Convert the material, starting with its first line and going on through the line with "[[233, 25], [156, 25]]", into a numbered list that skips blank lines and leaves out the pictures.
--- Begin ---
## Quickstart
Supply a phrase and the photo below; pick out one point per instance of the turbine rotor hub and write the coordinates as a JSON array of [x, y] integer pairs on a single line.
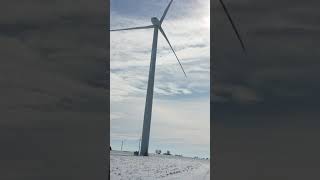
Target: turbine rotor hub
[[155, 21]]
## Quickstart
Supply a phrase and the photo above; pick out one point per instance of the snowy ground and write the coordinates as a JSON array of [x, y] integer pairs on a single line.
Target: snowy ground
[[125, 166]]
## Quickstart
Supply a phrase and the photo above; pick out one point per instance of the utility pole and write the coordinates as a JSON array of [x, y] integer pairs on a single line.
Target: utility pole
[[139, 144], [121, 145]]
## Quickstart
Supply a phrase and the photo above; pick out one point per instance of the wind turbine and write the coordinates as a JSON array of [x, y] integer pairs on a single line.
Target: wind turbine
[[233, 25], [156, 25]]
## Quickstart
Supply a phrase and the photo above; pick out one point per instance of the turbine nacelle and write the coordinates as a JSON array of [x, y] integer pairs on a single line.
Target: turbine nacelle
[[155, 21]]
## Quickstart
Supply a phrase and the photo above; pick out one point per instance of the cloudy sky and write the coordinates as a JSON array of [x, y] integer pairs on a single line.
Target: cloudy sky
[[54, 107], [266, 114], [181, 117]]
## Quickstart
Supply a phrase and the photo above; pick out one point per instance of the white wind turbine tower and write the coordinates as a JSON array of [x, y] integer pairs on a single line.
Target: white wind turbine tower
[[156, 25]]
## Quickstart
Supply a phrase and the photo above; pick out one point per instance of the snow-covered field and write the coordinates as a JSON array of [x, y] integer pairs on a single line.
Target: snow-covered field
[[125, 166]]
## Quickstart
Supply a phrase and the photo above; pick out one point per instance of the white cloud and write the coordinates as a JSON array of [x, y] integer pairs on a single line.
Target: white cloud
[[175, 108]]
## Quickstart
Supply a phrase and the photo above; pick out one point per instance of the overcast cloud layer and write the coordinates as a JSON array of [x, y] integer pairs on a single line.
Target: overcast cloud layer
[[181, 105], [265, 104], [53, 104]]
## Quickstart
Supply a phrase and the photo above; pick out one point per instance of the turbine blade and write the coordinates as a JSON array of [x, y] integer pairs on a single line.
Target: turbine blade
[[164, 34], [233, 26], [165, 12], [141, 27]]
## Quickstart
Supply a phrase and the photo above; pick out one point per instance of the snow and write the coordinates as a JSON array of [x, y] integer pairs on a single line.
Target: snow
[[125, 166]]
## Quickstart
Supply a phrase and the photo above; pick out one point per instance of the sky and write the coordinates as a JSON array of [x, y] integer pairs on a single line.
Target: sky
[[181, 106], [54, 107], [266, 113]]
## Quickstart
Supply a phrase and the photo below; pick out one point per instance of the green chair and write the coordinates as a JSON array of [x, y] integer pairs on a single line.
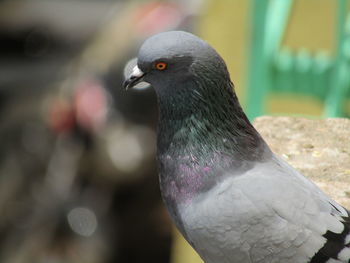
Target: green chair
[[276, 69]]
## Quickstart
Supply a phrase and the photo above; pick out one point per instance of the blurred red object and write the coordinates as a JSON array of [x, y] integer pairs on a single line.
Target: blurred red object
[[88, 109], [155, 17], [91, 105]]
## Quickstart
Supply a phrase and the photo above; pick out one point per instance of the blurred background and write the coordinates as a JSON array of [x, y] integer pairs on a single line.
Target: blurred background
[[78, 177]]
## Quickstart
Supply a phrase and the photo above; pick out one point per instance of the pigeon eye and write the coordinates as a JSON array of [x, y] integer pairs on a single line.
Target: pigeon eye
[[161, 65]]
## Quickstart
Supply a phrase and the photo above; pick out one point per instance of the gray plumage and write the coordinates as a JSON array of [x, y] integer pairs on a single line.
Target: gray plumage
[[230, 196]]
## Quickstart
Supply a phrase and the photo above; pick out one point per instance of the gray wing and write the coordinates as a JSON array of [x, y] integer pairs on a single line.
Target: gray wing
[[269, 214]]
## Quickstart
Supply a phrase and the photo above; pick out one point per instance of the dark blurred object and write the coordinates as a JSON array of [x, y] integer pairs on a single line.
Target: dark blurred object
[[78, 180]]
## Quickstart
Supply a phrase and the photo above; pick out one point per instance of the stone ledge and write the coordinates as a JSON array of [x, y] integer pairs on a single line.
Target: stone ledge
[[320, 149]]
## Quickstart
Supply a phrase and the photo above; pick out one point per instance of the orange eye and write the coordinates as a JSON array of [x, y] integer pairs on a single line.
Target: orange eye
[[161, 65]]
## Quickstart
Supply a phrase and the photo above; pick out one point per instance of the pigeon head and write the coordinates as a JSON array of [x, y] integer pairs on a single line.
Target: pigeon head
[[198, 108], [169, 58]]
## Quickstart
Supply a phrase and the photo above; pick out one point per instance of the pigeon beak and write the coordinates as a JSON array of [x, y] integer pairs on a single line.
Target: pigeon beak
[[134, 78]]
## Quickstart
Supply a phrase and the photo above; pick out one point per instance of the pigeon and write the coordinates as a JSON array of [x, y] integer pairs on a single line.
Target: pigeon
[[230, 196]]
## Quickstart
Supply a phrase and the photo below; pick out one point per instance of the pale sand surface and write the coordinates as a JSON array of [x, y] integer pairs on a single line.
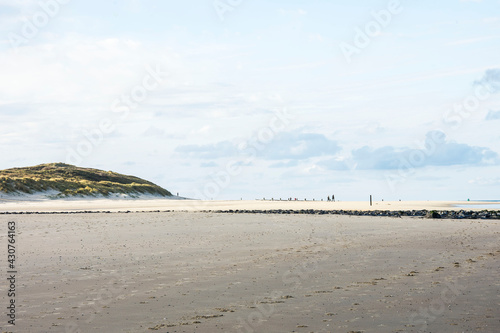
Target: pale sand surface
[[206, 272], [197, 205]]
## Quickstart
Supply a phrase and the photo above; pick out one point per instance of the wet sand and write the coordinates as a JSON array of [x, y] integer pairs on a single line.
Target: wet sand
[[206, 272]]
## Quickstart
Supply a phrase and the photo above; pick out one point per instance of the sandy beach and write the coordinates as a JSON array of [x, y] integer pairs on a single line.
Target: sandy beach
[[10, 205], [206, 272]]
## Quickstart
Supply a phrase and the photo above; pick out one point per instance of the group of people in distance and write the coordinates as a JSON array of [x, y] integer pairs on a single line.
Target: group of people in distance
[[296, 199]]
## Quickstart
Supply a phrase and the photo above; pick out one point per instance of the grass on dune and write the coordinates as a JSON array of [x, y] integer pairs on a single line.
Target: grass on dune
[[71, 181]]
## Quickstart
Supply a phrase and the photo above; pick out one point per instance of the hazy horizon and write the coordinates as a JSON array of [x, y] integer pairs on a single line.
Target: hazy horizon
[[251, 99]]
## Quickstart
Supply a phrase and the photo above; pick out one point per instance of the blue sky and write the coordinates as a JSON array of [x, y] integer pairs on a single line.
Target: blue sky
[[233, 99]]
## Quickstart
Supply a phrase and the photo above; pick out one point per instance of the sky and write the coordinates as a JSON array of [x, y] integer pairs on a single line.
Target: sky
[[240, 99]]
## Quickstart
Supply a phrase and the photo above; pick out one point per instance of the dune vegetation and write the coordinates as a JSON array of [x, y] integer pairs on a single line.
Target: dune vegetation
[[64, 180]]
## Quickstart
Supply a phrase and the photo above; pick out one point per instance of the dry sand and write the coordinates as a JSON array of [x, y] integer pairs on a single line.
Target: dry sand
[[206, 272], [197, 205]]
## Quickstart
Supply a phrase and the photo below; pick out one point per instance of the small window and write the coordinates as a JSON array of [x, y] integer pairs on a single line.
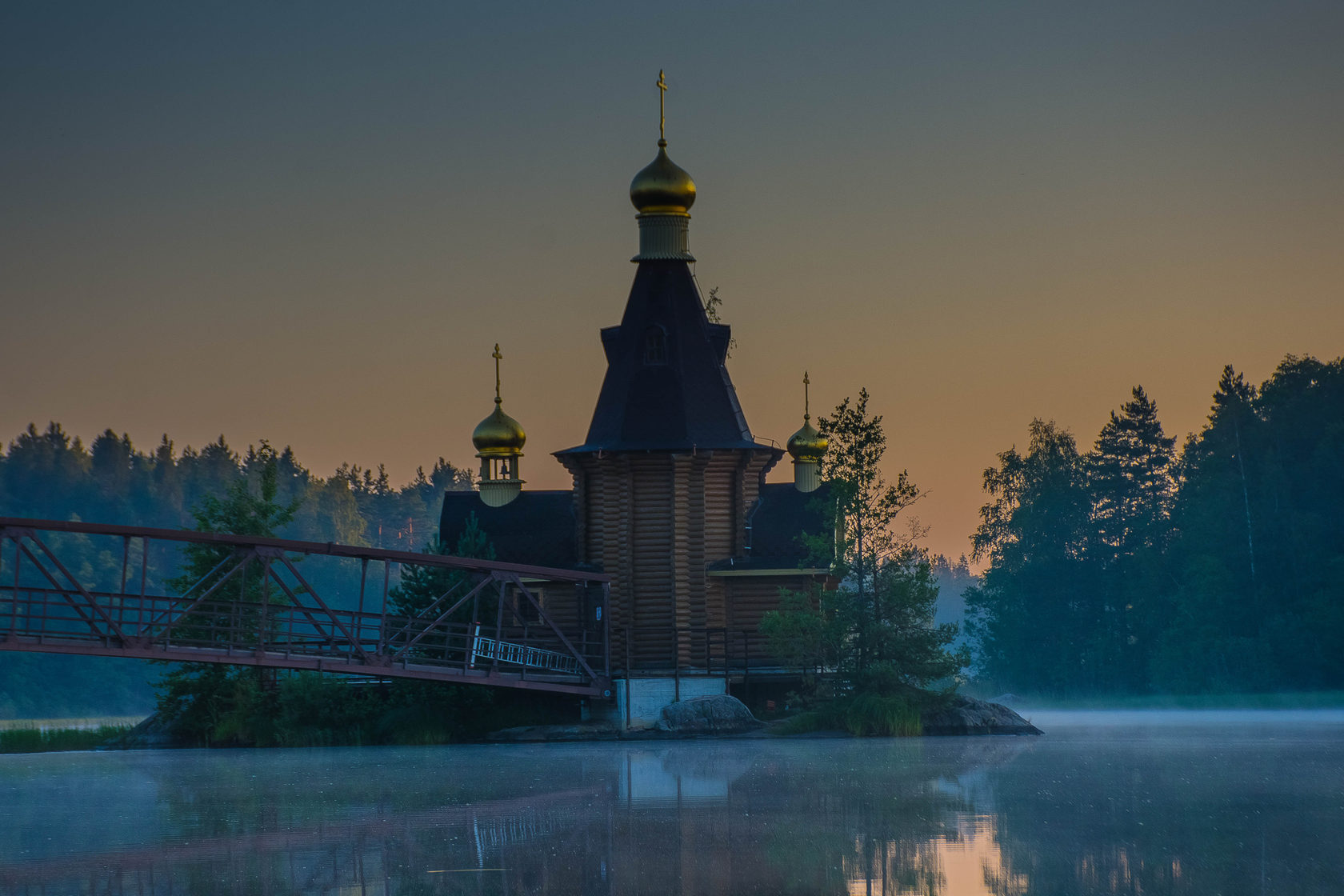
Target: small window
[[655, 346]]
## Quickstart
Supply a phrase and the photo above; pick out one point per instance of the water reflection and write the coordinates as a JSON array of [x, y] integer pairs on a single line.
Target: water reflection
[[1205, 808]]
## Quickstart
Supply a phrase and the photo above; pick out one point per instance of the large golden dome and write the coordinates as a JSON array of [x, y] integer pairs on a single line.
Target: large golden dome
[[806, 443], [663, 187], [499, 435]]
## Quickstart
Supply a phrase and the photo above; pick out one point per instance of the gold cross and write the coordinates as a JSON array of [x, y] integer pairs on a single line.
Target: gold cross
[[663, 92], [496, 356]]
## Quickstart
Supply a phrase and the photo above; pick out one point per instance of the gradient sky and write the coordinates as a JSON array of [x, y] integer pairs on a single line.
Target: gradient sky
[[310, 223]]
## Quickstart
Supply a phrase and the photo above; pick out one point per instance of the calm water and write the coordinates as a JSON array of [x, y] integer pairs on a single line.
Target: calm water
[[1148, 802]]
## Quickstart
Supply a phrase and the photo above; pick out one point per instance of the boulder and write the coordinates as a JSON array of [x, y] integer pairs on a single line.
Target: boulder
[[970, 716], [711, 715]]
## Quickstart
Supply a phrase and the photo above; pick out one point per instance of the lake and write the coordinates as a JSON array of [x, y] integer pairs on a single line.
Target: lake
--- End ---
→ **Exercise answer**:
1. ## Quickstart
2. Supply a phrase and the photo below; pick out one point per instance of the turbine rotor hub and write the coordinates as a JSON array of [x, y] integer pairs on a single line.
3. Target: turbine rotor hub
4. [[155, 21]]
5. ## Quickstart
6. Supply a phrase and the photo above; pick out one point per instance of the snowy ground and write the coordinates as a JSON array of [x, y] integer pairs on a single line.
7. Target: snowy ground
8. [[125, 166]]
9. ## Quickstart
10. Supply a phrase and the photo above; pick out one point per instance of the utility pole and write the coordinates as a JSON array of [x, y] integer pairs on a single line.
11. Target: utility pole
12. [[139, 144], [121, 145]]
13. ## Quickstart
14. Supply a phrase and the photo above; pick out one point per instance of the wind turbine and write the coordinates as a JSON array of [x, y] integer pairs on a single line.
15. Target: wind turbine
16. [[233, 25], [156, 25]]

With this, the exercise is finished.